___ Input for this task ___

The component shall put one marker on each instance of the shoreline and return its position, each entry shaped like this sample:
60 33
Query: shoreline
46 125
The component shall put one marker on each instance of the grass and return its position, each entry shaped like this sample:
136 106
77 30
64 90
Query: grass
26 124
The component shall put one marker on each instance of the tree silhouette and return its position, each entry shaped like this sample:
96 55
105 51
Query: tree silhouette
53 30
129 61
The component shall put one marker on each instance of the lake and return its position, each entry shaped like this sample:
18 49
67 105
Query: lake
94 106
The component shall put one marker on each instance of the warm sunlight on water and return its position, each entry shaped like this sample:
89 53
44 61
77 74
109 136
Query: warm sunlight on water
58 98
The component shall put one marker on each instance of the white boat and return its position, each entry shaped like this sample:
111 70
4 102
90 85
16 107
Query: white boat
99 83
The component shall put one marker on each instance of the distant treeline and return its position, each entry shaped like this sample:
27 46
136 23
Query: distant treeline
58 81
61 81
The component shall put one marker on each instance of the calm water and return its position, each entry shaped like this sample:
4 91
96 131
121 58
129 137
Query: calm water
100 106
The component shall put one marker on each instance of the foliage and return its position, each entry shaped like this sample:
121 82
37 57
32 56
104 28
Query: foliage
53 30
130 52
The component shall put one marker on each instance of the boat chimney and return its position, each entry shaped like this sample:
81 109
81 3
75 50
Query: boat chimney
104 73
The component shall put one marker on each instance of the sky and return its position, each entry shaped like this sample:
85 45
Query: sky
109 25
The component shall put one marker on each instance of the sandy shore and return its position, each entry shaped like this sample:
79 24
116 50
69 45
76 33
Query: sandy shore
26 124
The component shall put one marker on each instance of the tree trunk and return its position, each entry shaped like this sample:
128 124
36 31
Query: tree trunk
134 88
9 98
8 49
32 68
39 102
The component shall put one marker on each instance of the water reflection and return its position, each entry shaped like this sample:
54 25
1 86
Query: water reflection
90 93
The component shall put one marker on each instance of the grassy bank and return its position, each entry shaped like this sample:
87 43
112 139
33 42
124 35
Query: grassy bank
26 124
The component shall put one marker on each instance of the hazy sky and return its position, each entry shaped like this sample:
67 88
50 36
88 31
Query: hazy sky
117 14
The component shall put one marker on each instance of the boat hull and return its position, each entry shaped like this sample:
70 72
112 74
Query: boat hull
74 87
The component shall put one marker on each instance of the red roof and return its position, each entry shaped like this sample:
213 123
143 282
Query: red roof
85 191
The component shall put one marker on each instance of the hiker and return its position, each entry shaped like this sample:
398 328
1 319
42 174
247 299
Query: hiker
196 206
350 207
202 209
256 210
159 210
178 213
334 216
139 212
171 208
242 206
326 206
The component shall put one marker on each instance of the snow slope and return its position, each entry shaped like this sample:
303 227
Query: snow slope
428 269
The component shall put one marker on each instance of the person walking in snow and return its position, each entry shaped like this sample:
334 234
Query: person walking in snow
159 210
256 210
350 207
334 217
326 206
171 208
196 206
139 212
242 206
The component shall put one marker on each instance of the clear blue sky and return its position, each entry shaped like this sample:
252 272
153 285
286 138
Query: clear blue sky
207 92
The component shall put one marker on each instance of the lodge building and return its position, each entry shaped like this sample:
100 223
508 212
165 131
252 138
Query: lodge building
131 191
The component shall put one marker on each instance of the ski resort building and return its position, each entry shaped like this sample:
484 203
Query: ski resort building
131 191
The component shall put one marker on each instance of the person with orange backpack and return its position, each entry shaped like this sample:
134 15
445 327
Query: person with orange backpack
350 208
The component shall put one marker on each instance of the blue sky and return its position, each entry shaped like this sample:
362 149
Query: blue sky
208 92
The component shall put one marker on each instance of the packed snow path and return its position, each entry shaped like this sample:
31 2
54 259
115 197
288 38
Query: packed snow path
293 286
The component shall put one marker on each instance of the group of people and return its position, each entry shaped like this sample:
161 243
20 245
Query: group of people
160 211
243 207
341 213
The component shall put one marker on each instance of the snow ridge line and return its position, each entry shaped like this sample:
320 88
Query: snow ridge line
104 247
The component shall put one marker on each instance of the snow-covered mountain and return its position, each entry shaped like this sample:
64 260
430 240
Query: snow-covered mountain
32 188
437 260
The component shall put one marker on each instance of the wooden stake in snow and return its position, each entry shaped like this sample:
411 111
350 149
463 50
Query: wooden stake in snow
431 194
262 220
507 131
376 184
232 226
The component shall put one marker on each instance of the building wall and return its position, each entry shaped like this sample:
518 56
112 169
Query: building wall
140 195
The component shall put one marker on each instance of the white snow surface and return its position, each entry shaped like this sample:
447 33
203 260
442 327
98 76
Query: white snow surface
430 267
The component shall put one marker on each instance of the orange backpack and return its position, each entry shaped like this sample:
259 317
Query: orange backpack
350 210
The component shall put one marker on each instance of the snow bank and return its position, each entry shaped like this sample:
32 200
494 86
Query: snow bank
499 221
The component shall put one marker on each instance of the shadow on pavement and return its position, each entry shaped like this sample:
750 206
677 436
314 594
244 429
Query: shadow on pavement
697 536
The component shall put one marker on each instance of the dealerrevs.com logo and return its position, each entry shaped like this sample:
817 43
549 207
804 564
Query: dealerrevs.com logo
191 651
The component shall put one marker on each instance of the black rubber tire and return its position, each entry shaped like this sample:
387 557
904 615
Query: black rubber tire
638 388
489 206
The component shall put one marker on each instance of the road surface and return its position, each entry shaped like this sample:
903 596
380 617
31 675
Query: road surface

___

» **Work to be completed**: Copy out the material verbatim, starting at the line that contains "of the black" and continuing through the end of the material.

» **Task result**:
The component shall put one marker on each instance of the black rubber tire and return its position, each entry shaped like this sample:
387 557
904 615
Query: black rubber tire
638 388
489 206
The component shall put one marker on each instance of the road surface and return its position, each entry shaped like this sample:
903 596
380 617
31 675
Query: road surface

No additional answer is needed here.